Note 1 – Nature of Business and Basis of Presentation
MGIC Investment Corporation is a holding company which, through Mortgage Guaranty Insurance Corporation (“MGIC”) is principally engaged in the mortgage insurance business.  We provide mortgage insurance to lenders throughout the United States and to government sponsored entities to protect against loss from defaults on low down payment residential mortgage loans.

The accompanying unaudited consolidated financial statements of MGIC Investment Corporation and its wholly-owned subsidiaries have been prepared in accordance with the instructions to Form 10-Q as prescribed by the Securities and Exchange Commission (“SEC”) for interim reporting and do not include all of the other information and disclosures required by accounting principles generally accepted in the United States of America (“GAAP”). These statements should be read in conjunction with the consolidated financial statements and notes thereto for the year ended December 31, 2015 included in our Annual Report on Form 10-K. As used below, “we,” “our” and “us” refer to MGIC Investment Corporation’s consolidated operations or to MGIC Investment Corporation, as the context requires.

In the opinion of management the accompanying financial statements include all adjustments, consisting primarily of normal recurring accruals, necessary to fairly state our consolidated financial position and consolidated results of operations for the periods indicated. The consolidated results of operations for the interim period may not be indicative of the results that may be expected for the year ending December 31, 2016.

Reclassifications

Certain reclassifications to 2015 amounts have been made in the accompanying financial statements to conform to the 2016 presentation. See Note 2 - “New Accounting Pronouncements” for a discussion of our adoption of accounting guidance related to the presentation of debt issuance costs in the first quarter of 2016, with retrospective application to prior periods.

Subsequent events

We have considered subsequent events through the date of this filing.

+ + +

Given exercise 1
Please extract the stretch of the MGIC business note from "The accompanying unaudited" through "the context requires.", word for word.
Given exercise 2
Answer these questions from the MGIC business note.
(a) Against what does the company's mortgage insurance protect lenders and government sponsored entities?
(b) The interim statements should be read together with the financial statements for which year end?
(c) In which quarter of 2016 was the accounting guidance on presenting debt issuance costs adopted?

Stored data

+ + +

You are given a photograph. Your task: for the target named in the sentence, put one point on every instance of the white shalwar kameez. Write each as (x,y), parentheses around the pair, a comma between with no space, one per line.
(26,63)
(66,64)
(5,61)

+ + +

Complete answer 1
The accompanying unaudited consolidated financial statements of MGIC Investment Corporation and its wholly-owned subsidiaries have been prepared in accordance with the instructions to Form 10-Q as prescribed by the Securities and Exchange Commission (“SEC”) for interim reporting and do not include all of the other information and disclosures required by accounting principles generally accepted in the United States of America (“GAAP”). These statements should be read in conjunction with the consolidated financial statements and notes thereto for the year ended December 31, 2015 included in our Annual Report on Form 10-K. As used below, “we,” “our” and “us” refer to MGIC Investment Corporation’s consolidated operations or to MGIC Investment Corporation, as the context requires.

Complete answer 2
(a) Loss from defaults on low down payment residential mortgage loans.
(b) The year ended December 31, 2015.
(c) The first quarter of 2016.